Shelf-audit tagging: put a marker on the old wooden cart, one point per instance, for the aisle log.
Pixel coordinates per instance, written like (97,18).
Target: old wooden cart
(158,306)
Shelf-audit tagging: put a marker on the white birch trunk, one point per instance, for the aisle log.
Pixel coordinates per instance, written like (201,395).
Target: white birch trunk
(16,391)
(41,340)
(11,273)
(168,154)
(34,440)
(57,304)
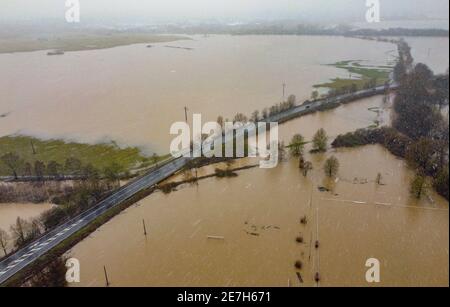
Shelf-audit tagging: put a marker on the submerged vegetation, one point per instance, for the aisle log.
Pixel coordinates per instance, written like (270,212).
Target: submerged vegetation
(28,156)
(420,133)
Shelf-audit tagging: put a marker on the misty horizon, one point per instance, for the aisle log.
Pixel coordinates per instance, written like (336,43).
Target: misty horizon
(113,12)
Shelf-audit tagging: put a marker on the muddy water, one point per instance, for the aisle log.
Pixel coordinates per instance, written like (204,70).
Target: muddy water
(132,94)
(432,51)
(258,214)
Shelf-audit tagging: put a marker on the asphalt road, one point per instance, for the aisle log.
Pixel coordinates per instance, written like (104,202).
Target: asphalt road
(27,255)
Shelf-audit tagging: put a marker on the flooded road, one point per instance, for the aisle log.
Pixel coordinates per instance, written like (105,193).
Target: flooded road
(258,213)
(132,94)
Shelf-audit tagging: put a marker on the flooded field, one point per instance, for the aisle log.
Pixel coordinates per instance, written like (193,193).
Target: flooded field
(132,94)
(10,212)
(258,214)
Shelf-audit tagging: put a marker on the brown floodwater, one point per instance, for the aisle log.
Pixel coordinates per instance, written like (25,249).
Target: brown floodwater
(258,214)
(132,94)
(10,212)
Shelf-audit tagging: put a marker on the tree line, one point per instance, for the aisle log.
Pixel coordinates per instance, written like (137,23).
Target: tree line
(420,133)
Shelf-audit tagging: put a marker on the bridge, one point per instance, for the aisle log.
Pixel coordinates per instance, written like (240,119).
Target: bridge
(27,255)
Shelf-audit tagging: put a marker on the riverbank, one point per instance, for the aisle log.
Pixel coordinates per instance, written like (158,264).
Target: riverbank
(80,42)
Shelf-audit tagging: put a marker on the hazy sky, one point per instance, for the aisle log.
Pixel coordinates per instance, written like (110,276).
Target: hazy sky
(168,10)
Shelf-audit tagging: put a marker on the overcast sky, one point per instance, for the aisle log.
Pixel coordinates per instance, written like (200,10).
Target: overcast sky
(175,10)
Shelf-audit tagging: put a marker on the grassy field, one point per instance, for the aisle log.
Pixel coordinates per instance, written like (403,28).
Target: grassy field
(365,74)
(78,41)
(99,155)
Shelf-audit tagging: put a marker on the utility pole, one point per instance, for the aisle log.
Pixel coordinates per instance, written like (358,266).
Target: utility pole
(32,147)
(106,276)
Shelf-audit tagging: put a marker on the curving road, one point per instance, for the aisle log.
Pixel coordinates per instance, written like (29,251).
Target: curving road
(27,255)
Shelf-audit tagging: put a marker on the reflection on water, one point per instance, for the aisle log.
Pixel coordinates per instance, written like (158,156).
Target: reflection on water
(133,94)
(258,214)
(10,212)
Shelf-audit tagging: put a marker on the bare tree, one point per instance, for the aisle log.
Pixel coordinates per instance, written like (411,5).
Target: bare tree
(13,162)
(307,166)
(19,232)
(331,166)
(4,240)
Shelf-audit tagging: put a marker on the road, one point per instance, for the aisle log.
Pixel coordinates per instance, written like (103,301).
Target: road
(29,254)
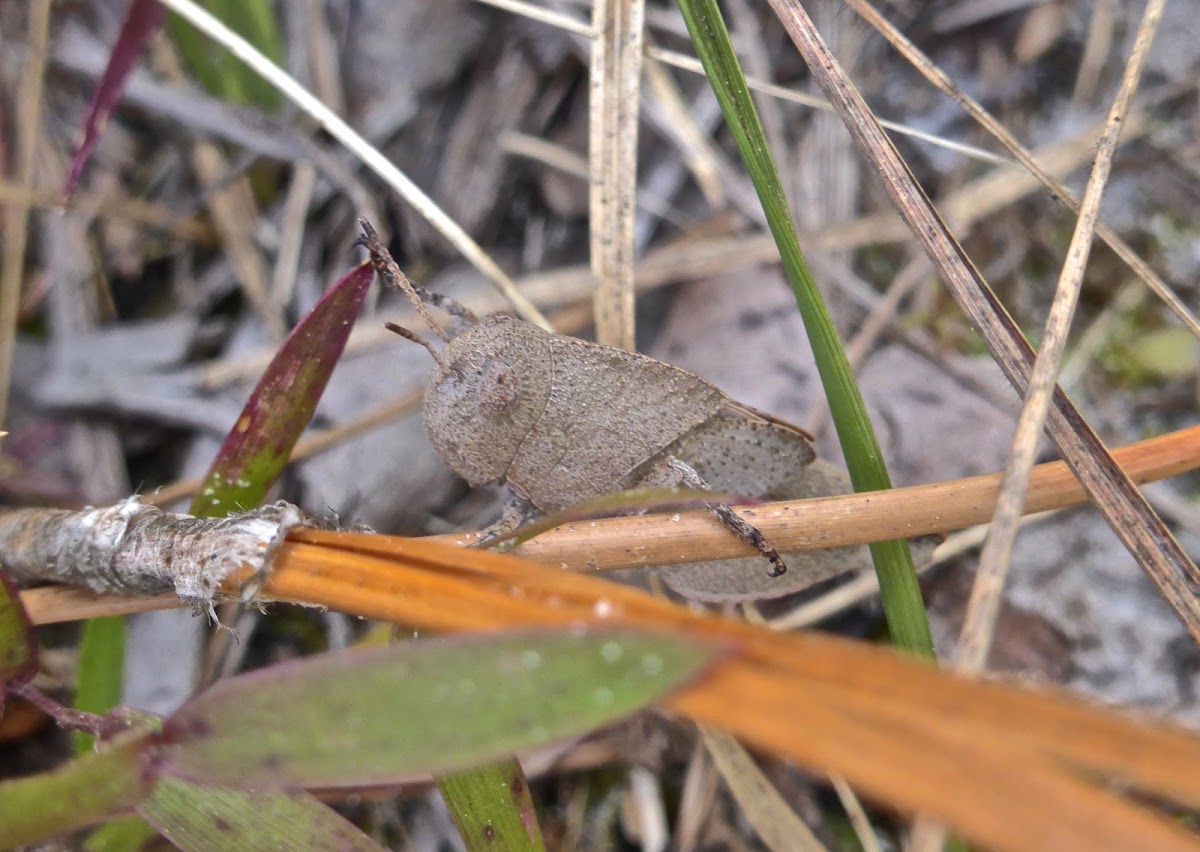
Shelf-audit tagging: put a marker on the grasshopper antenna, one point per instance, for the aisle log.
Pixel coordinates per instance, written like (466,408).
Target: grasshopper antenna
(390,274)
(417,339)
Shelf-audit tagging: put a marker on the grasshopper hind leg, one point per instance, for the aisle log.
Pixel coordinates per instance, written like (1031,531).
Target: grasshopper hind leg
(735,522)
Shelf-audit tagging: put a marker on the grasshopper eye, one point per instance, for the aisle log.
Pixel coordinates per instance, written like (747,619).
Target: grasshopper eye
(497,389)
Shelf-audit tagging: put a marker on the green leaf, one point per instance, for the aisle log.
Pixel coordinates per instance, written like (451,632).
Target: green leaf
(258,447)
(101,672)
(84,791)
(198,819)
(893,561)
(378,715)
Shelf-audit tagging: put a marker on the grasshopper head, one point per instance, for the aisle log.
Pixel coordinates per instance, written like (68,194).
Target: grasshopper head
(490,388)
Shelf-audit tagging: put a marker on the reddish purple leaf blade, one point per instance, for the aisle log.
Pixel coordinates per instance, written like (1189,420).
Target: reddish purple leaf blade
(259,444)
(18,648)
(143,19)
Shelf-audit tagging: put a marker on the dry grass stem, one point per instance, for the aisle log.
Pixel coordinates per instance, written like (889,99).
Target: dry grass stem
(942,81)
(1123,507)
(367,154)
(16,233)
(809,525)
(989,585)
(616,79)
(773,820)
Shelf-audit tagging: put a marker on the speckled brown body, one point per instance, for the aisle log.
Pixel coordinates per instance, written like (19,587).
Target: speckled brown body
(562,420)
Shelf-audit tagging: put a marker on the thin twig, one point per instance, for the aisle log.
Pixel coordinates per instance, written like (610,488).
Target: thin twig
(809,525)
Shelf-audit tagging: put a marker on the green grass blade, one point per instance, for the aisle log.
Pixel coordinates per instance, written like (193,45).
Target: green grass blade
(492,808)
(84,791)
(893,559)
(385,714)
(101,672)
(220,71)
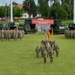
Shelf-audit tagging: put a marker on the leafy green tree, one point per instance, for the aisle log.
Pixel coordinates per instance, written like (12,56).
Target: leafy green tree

**TASK DETAILS**
Reproduce all of the data above, substituting "audit log" for each occurrence of "aisle log" and keeping everything else unchanged. Omit the pictures from your output.

**FULL OUTPUT**
Shelf-audit tagging: put a marker on the old wooden cart, one point per instance, for the audit log.
Pixel coordinates per instance, written like (97,18).
Target: old wooden cart
(158,306)
Shelf-audit tagging: put a marker on the white birch trunk, one point per instance, for the audit log.
Pixel coordinates per instance, written like (201,395).
Target: white birch trunk
(16,391)
(41,340)
(11,273)
(168,154)
(34,440)
(57,304)
Shelf-audit tagging: put a marker on the submerged vegetation, one point per instance, for the audit log.
Pixel coordinates per instance, written like (270,212).
Target: submerged vegetation
(28,156)
(420,133)
Shelf-audit tagging: put a marker on the misty horizon, one point per instance, for the audit log.
Pixel coordinates per instance, written like (336,43).
Target: misty horizon
(113,12)
Shelf-audit tagging: put a marker on the muddy water, one point per instance, for the audit log.
Pixel coordinates per instance, written like (204,70).
Target: muddy water
(132,94)
(432,51)
(258,214)
Shelf-audit tagging: put a marker on the asphalt road, one point per instance, for the audit log.
Pixel coordinates per instance, written like (104,202).
Target: asphalt road
(27,255)
Shelf-audit tagging: put a marker on the flooded road, one point per instance, for the audit log.
Pixel coordinates per instance, written like (105,193).
Target: flooded road
(258,213)
(132,94)
Shelf-audit tagging: put a marker on the flooded field, one point per instance, for the audit log.
Pixel coordinates per instance, written like (193,193).
Target: flooded field
(132,94)
(10,212)
(258,214)
Shelf-audit tagging: put a marker on the brown floodwater, one point per instance, for the audit log.
Pixel coordinates per instance, written like (25,249).
Target: brown floodwater
(258,214)
(132,94)
(10,212)
Shelf-audit tagging: put a marker on the tree line, one point per instance, for the audit log.
Pixel coordinates per instance, written like (137,23).
Target: tree line
(420,133)
Shelf-audit tagging: put a marker on the bridge, one point per instance, for the audit log.
Pixel coordinates per instance, written like (240,119).
Target: bridge
(27,255)
Shelf-audit tagging: put a marker on the riverbank, one point per instance, for the audit log.
Pixel coordinates per instance, written like (158,264).
Target: riverbank
(80,42)
Shelf-audit tagging: put a marker on the hazy sky, one point per instance, for the audit log.
Pixel coordinates per instance, written like (110,276).
Target: hazy sky
(168,10)
Shelf-audit tagging: put a marker on the overcast sky, one point per instance, for the audit log.
Pixel coordinates per instance, written like (200,10).
Target: overcast sky
(175,10)
Shelf-audit tagging: put a marker on the grassy field, one point per instance, for the audit log.
Pixel coordinates per instance, written like (403,28).
Target: grassy field
(365,74)
(78,41)
(99,155)
Shelf-audit tagging: put a marker on the utility pole, one point per instance, for the audit log.
Pixel coordinates per instance, written like (358,266).
Target: utility pole
(32,147)
(106,276)
Shelf-audit tagging: put a marker on the curving road, one point per instance, for the audit log.
Pixel coordinates per instance, written like (29,251).
Target: curving road
(27,255)
Shelf-audit tagging: put a marker on the reflection on water, one point per instance, for the audit log.
Pixel coordinates per instance, written like (158,156).
Target: reflection on water
(133,94)
(258,214)
(10,212)
Shelf-audit tagging: put a marker on the bare tree, one point per instance, for the audit log.
Pixel coordinates per instance, written like (411,5).
Target: bare tree
(13,162)
(307,166)
(19,232)
(331,166)
(4,240)
Shelf-audit tagging: put a marker on the road, one point per instance, for the audit log.
Pixel coordinates per instance, written like (103,301).
Target: road
(29,254)
Shelf-audit tagging: put a marker on the grasshopper antenna, one point per instance, for the audit log.
Pixel coordinates per instance, written like (466,408).
Target: grasshopper antenna
(390,274)
(417,339)
Shelf-audit tagging: put a marker on the grasshopper hind leg, one point per instance, for the audit log.
Pixel coordinates per instance, written like (1031,531).
Target: grasshopper hind leg
(735,522)
Shelf-audit tagging: put a marker on the grasshopper eye, one point per instance, for the audit log.
Pixel coordinates per instance, written like (747,619).
Target: grasshopper eye
(497,389)
Shelf-audit tagging: put a marker on the green leaf, one point per instance, for the audit log.
Pixel coordinates per instance, written like (451,632).
Target: green leaf
(258,447)
(101,672)
(84,791)
(198,819)
(893,561)
(378,715)
Shelf-audit tagging: put a marker on the grasshopper head, one point per instance, for the audit log.
Pixel coordinates per instance, written like (68,194).
Target: grasshopper head
(490,388)
Shelf-audit tagging: put a marker on the reddish purple leaf blade, one point per instance, for the audit log.
Pixel coordinates per instance, written like (1189,420).
Target: reddish purple leaf blade
(259,444)
(18,648)
(143,19)
Shelf-audit tagging: put a marker on the dry grass stem, one point per instance, for the audit log.
Pixel coordinates per instance, written like (889,99).
Target: dry grass stem
(942,81)
(1123,507)
(367,154)
(16,233)
(809,525)
(989,585)
(616,79)
(773,820)
Shelf-audit tagging: put a marker on the speckled brown body, one point per instance, for the audit log.
Pixel coordinates per instance, written like (19,587).
Target: speckled brown body
(562,420)
Shelf-audit tagging: put a marker on the thin twig, one point per instance, for the audit log.
Pixel coordinates per instance, written like (610,488).
Target: thin twig
(809,525)
Shelf-audit tagging: put a marker on the green grass blade, one point per instance, for the audit log.
Pixel coordinates per instance, written like (193,45).
Target: green grass blade
(492,808)
(84,791)
(893,559)
(385,714)
(101,672)
(220,71)
Shelf-audit tagging: put a marker on the leafy green tree, one point per instance, for the audit log.
Pixel coordinates per instance, written like (12,56).
Target: leafy green tree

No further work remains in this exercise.